(Beginning of Supplied material)

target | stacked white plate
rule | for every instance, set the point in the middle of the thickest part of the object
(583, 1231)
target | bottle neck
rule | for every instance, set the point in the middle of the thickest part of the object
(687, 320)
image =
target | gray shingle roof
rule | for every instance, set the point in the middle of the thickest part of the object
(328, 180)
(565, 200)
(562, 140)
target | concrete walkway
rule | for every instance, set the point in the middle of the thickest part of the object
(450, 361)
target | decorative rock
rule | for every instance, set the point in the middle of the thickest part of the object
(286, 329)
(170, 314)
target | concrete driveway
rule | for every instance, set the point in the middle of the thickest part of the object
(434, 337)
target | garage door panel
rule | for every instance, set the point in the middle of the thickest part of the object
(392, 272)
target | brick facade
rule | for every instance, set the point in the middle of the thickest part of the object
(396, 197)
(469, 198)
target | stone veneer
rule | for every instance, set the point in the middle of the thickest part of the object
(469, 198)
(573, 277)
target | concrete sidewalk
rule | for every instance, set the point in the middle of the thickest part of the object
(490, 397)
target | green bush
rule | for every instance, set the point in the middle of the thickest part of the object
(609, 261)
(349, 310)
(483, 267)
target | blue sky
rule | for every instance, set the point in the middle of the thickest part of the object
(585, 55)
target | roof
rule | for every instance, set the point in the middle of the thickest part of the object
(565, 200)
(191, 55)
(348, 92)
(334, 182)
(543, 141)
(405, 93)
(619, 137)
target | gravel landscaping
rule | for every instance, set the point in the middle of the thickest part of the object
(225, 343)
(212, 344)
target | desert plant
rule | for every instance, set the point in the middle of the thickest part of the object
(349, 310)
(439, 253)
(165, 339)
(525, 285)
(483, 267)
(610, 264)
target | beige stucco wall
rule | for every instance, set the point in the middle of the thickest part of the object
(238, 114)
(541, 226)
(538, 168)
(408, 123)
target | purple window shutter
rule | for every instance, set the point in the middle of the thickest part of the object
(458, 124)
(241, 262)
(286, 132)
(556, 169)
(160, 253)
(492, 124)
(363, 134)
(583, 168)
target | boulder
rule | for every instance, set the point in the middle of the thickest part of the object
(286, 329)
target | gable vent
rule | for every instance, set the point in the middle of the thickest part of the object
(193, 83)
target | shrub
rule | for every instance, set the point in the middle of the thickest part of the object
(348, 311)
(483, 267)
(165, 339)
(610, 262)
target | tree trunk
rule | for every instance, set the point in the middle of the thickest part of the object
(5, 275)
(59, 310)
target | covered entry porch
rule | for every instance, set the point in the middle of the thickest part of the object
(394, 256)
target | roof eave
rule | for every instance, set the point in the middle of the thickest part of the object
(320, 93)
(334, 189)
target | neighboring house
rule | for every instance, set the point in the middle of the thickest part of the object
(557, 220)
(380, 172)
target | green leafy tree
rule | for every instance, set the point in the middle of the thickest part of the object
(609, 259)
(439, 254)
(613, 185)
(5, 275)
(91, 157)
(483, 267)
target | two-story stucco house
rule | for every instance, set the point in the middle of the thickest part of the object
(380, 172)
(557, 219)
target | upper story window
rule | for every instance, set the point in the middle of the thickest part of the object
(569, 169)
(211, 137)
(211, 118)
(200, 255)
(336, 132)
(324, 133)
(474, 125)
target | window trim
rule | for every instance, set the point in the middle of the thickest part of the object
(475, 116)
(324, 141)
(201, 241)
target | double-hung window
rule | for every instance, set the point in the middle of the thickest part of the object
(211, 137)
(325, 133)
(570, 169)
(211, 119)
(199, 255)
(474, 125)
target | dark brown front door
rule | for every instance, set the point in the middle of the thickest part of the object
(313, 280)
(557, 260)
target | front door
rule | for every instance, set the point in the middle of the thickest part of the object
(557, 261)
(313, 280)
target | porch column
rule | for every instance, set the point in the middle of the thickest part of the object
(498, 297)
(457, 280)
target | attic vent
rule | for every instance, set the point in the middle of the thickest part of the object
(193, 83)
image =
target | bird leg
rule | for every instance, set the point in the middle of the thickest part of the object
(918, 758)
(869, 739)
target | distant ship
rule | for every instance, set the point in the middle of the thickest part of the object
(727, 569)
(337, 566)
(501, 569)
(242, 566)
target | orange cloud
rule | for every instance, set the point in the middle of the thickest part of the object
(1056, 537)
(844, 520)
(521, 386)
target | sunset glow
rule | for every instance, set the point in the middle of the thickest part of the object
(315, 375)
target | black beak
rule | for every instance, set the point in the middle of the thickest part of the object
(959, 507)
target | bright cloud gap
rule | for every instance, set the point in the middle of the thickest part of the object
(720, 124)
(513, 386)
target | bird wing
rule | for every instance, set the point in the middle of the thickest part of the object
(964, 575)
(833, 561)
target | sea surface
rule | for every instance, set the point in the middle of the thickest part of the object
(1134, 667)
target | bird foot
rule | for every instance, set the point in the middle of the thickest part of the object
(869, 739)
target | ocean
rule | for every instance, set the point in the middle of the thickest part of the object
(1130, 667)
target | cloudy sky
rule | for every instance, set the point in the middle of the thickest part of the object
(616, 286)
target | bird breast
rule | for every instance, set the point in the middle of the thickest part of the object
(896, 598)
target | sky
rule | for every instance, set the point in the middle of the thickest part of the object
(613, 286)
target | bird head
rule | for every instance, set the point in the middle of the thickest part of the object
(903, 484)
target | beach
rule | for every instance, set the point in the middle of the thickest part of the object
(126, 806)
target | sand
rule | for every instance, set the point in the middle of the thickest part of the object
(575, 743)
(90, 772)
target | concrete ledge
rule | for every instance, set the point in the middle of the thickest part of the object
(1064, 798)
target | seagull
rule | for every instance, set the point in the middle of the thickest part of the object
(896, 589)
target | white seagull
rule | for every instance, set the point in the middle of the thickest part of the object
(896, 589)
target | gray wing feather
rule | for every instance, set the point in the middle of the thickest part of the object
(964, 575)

(End of Supplied material)

Task instructions:
Count every line in the data that contains the word "seagull", then give that count and nothing else.

Completed exercise:
2